Consigna de trabajo:
Transcribe literalmente el pasaje del texto sobre la sesión de cine, comenzando en "Expectantes. ¿Qué les" y terminando en "primeras escenas. Sobrecogidos.".

Expectantes. ¿Qué les han prometido? De momento, el bocadillo. Dulce de membrillo, acaso una onza de chocolate. ¿Sólo? Acabar la clase antes. Un paseo. Premio al que se porte mejor. Un día festivo. De países lejanos vendrán unos señores llenos de aventuras que les hablarán de...Espera tensa y contenida.







¿Suben o bajan? El segundo plano acecha. La sesión de cine ha comenzado. Los nervios, es decir, las piernas, bajo las sillas. Silencio, se mira. Uno sabe de qué va, ya la ha visto. Otro amenaza con contar el final. Todos se rebelan. Mutismo. El principio es emocionante. Si las válvulas del viejo proyector no fallan, la película promete. Suena rancia la música, pero sólo es el sonido defectuoso. Va de miedo. De intriga, comenta el sabeloto. La niebla nocturna de Londres invade las calles en las primeras escenas. Sobrecogidos.





Los protagonistas del film miran a los niños. Les ven tan preocupados, cubriendo sus flequillos de angustia, que están tentados a cambiar el guión sobre la marcha. Pero el territorio del celuloide es una tiranía de la que no se puede escapar. O sí. - Yo tengo un trozo de la película. - Pues yo una escena de cuando el asesino...La de gafas: yo un fotograma de cuando Tyrone Power y la reina se besan. - Pero no es de ésta. - Pero la tengo. Y así la película, arañada, rasgada, desvencijada, avanza a saltos sin dejar claro el por qué mata ahora el hombre embozado y cuándo la policía descubre lo que no puede descubrir. Pero la emoción no baja grados.



Al acabar no advierten lo que les viene encima. Siguen dramáticamente atentos. Lo que les están contando cada día es rectilíneo. Pero ellos no saben que lo recto no existe. ¿Lo intuyen? Sin quererlo, se hallan sumergidos en un viaje helicoidal. De lejanos países vinieron unos hombres y les embarcaron en... ¿O fue un enorme caracol quien los arrebató? Ellos esperan. No mudan sus rostros en sonrisas de ejecutivos. Esperan tiempos mejores. Los de Paraíso reprimen las primeras sonrisas zafias. De un momento a otro no podrán más.

Datos proporcionados:
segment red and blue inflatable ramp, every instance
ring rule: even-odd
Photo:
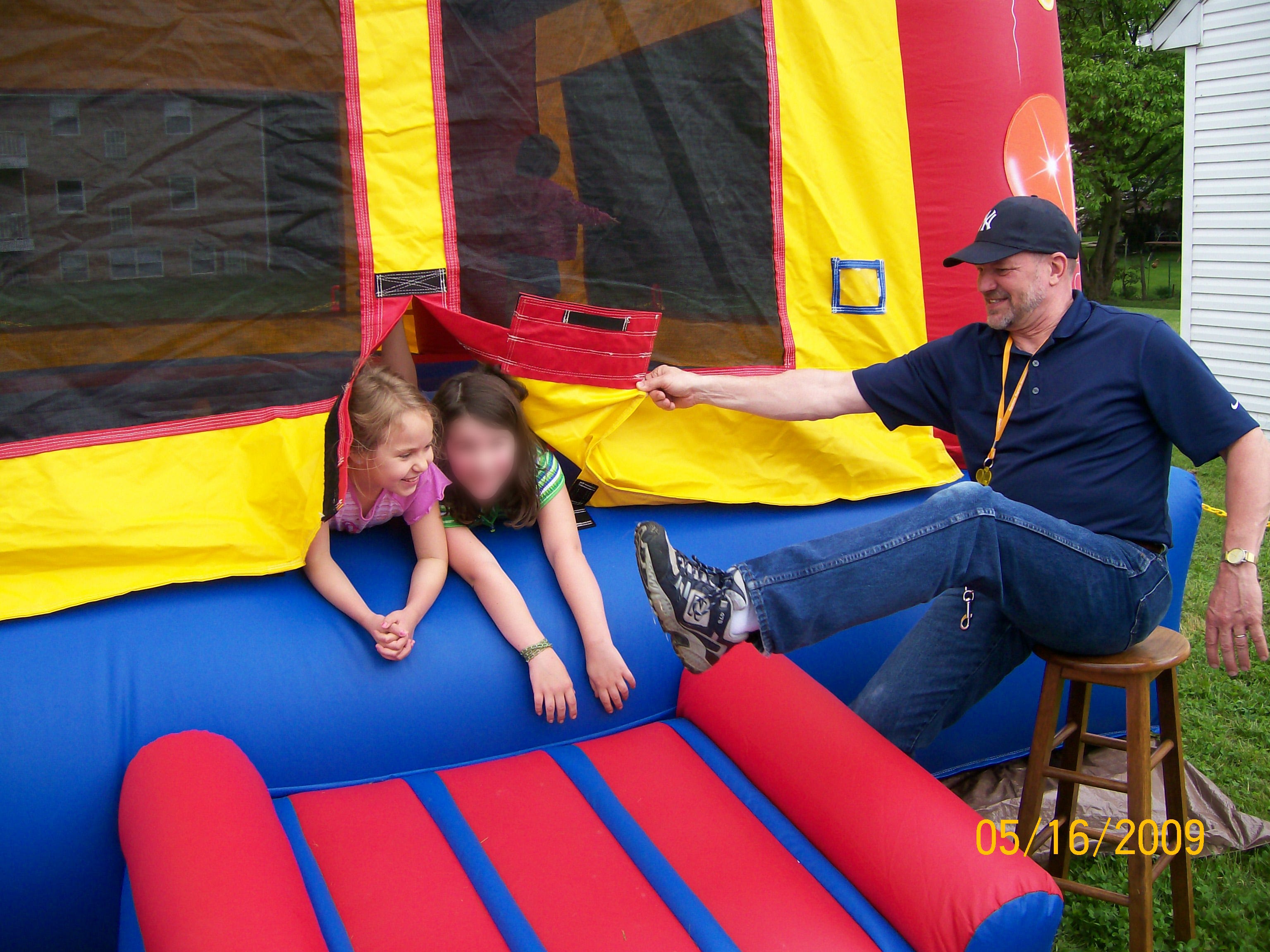
[[[121,949],[1049,949],[1058,889],[978,821],[747,646],[669,720],[276,800],[231,740],[163,736],[123,781]]]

Resultado del ejercicio:
Expectantes. ¿Qué les han prometido? De momento, el bocadillo. Dulce de membrillo, acaso una onza de chocolate. ¿Sólo? Acabar la clase antes. Un paseo. Premio al que se porte mejor. Un día festivo. De países lejanos vendrán unos señores llenos de aventuras que les hablarán de...Espera tensa y contenida.







¿Suben o bajan? El segundo plano acecha. La sesión de cine ha comenzado. Los nervios, es decir, las piernas, bajo las sillas. Silencio, se mira. Uno sabe de qué va, ya la ha visto. Otro amenaza con contar el final. Todos se rebelan. Mutismo. El principio es emocionante. Si las válvulas del viejo proyector no fallan, la película promete. Suena rancia la música, pero sólo es el sonido defectuoso. Va de miedo. De intriga, comenta el sabeloto. La niebla nocturna de Londres invade las calles en las primeras escenas. Sobrecogidos.